Top of Data records

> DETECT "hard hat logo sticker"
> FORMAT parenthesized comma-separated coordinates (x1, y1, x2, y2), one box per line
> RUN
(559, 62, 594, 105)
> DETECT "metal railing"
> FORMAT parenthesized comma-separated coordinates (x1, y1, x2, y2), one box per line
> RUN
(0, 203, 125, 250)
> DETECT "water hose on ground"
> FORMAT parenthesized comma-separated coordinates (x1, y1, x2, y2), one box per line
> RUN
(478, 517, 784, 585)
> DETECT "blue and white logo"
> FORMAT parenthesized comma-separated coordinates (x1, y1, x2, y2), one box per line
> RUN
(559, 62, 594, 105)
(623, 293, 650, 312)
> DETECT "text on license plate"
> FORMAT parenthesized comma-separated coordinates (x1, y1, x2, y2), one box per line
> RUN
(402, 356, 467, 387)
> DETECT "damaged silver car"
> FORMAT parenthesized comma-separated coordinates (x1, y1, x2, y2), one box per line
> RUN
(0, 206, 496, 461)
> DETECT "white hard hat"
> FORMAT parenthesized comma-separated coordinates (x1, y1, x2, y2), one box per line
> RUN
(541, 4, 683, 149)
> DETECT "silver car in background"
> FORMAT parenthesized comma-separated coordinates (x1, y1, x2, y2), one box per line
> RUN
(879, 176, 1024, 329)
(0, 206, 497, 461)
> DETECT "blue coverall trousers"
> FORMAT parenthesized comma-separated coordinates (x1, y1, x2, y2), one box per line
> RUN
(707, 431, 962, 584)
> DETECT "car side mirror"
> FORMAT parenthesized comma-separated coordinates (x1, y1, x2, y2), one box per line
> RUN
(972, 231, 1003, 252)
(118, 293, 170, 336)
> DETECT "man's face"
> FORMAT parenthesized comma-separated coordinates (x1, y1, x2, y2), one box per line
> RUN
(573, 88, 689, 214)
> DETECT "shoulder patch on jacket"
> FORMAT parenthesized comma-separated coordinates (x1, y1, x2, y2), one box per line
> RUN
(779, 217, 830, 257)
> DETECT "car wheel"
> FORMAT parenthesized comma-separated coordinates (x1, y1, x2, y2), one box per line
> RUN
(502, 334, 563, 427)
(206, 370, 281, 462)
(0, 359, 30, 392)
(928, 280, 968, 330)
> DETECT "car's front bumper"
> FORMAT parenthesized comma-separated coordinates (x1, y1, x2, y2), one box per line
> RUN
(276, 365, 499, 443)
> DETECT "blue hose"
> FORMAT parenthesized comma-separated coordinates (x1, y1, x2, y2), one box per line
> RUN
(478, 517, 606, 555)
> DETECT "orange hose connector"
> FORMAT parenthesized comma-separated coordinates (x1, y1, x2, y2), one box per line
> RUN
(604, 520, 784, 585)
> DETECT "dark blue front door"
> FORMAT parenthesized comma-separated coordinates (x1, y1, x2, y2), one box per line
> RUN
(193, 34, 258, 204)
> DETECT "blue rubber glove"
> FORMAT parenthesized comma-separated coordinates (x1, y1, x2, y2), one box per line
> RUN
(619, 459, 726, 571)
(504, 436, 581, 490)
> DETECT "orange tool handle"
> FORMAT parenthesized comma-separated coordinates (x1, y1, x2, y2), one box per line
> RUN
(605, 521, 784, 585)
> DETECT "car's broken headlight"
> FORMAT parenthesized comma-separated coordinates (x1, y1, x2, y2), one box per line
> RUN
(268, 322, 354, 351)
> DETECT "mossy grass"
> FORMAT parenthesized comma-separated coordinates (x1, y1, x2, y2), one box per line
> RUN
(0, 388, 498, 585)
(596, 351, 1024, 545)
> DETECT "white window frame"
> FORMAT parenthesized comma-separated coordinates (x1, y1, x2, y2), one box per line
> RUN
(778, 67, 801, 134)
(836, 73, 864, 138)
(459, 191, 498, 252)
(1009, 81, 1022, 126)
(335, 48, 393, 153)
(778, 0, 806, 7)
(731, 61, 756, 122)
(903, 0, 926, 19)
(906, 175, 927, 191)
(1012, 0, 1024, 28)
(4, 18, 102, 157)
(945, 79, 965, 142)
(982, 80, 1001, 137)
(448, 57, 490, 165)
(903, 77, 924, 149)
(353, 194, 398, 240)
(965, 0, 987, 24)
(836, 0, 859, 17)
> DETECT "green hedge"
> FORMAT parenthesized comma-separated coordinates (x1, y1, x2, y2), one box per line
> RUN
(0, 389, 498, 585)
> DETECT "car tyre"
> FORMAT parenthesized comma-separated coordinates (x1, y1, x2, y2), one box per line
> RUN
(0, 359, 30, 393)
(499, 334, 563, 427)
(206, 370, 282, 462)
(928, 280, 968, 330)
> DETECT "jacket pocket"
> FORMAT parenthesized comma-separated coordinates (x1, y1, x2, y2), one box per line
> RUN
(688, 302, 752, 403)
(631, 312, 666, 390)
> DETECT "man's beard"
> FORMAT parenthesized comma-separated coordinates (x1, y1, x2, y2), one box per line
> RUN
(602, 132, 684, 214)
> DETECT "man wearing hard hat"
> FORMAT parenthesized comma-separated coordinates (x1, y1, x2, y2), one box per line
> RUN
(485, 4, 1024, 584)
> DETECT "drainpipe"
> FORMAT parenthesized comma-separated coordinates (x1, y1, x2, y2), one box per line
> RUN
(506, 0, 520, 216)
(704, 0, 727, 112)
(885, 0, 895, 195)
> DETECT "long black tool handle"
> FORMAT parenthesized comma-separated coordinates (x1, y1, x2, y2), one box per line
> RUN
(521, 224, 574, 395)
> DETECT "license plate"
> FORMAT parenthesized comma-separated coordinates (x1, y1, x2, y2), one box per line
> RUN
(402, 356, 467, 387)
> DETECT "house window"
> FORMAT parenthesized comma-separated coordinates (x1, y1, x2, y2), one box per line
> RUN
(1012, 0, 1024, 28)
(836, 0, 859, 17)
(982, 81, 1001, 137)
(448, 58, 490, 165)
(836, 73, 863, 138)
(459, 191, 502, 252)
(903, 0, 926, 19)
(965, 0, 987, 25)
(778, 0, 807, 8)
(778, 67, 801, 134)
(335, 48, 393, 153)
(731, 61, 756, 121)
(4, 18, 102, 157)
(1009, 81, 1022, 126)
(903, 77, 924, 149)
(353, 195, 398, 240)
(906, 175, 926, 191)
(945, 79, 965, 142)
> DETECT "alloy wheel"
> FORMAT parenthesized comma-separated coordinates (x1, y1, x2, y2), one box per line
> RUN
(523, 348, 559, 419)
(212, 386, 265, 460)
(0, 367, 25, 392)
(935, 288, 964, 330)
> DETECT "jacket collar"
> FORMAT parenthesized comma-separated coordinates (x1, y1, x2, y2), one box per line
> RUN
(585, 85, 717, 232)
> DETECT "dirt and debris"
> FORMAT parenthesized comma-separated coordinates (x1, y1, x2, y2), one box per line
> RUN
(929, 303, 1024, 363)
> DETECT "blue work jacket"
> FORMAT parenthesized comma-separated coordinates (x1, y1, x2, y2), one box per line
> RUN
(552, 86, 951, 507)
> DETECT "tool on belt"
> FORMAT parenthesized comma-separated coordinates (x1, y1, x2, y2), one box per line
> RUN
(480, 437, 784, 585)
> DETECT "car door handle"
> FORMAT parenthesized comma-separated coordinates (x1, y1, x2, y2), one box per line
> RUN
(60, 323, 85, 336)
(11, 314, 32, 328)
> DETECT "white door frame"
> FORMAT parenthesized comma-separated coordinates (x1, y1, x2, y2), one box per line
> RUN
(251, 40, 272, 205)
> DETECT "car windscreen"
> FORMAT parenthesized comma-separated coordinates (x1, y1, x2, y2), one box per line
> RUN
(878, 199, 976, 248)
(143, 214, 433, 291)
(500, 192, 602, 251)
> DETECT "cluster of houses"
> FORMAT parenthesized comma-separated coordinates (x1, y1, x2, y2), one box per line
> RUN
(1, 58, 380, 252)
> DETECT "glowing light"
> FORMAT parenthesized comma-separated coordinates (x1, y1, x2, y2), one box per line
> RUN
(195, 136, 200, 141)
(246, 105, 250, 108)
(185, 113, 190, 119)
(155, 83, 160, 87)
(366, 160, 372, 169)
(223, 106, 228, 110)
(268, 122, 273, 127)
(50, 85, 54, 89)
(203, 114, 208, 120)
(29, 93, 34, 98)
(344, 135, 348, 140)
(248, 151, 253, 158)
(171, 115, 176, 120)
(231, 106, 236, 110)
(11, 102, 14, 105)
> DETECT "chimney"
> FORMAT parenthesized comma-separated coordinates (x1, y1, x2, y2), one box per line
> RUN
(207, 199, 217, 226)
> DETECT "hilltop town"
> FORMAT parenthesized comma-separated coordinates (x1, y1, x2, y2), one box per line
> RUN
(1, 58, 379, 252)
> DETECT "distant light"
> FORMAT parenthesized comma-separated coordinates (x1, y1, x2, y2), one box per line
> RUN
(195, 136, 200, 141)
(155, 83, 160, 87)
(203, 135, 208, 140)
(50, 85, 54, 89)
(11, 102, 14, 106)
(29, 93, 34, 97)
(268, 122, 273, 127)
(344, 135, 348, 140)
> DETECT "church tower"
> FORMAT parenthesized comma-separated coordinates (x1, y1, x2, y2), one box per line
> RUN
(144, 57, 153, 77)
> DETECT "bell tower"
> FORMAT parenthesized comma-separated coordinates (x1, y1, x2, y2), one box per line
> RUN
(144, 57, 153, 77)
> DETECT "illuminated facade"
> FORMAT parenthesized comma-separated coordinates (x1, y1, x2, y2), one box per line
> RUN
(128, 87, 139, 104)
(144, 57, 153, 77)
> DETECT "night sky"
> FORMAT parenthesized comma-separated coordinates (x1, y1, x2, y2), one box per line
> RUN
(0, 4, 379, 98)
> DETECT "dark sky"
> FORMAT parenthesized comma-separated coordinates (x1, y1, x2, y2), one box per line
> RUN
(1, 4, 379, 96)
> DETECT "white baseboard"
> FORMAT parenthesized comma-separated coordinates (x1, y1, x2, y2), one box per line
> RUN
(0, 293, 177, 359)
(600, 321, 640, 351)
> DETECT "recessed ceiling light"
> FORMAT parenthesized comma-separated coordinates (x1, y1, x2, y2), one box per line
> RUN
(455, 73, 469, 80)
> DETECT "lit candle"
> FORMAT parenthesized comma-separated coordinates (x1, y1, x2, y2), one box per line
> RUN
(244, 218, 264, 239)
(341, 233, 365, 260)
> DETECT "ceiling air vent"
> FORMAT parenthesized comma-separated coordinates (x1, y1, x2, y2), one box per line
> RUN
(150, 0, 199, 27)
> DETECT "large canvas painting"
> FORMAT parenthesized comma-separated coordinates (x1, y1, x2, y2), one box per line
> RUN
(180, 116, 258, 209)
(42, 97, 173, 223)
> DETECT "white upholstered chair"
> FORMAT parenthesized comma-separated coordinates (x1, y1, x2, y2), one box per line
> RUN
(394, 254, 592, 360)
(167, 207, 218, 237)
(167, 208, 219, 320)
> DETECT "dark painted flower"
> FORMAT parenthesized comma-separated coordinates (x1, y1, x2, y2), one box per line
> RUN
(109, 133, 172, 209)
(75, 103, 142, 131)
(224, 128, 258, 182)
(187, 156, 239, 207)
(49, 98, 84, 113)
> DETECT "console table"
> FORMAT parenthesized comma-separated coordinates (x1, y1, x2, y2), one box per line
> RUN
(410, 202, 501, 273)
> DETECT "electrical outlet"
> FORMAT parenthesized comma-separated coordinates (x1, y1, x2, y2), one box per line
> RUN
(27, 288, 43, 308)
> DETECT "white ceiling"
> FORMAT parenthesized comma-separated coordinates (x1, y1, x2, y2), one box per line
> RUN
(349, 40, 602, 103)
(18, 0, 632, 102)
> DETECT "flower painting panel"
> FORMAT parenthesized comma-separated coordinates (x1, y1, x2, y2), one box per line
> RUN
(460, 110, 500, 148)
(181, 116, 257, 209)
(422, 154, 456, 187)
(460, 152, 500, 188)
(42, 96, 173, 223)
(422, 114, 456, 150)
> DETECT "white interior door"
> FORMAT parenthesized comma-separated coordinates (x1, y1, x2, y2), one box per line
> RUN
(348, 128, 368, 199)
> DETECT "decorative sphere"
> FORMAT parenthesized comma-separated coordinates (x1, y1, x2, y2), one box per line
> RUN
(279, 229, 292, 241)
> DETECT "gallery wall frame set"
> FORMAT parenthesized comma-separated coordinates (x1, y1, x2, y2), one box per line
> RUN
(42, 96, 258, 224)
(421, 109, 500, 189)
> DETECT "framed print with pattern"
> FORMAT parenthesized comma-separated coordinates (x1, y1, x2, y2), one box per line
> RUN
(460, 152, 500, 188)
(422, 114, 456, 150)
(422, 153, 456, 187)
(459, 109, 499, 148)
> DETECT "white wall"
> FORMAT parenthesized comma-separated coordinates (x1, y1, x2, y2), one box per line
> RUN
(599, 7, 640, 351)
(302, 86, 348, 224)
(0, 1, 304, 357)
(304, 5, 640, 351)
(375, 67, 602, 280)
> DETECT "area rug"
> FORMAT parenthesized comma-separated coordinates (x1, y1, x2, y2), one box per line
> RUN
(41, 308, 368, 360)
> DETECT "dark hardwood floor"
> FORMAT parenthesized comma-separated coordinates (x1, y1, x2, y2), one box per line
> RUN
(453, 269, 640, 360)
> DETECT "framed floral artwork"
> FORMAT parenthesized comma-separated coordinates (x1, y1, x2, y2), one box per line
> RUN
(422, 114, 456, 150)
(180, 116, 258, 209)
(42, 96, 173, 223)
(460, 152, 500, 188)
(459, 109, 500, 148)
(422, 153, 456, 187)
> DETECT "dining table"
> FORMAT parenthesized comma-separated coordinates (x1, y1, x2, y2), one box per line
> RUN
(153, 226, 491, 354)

Bottom of Data records

Problem to work on » Filter the records above for lines with "front".

Task answer »
> DETECT "car's front bumper"
> DETECT "dark blue front door"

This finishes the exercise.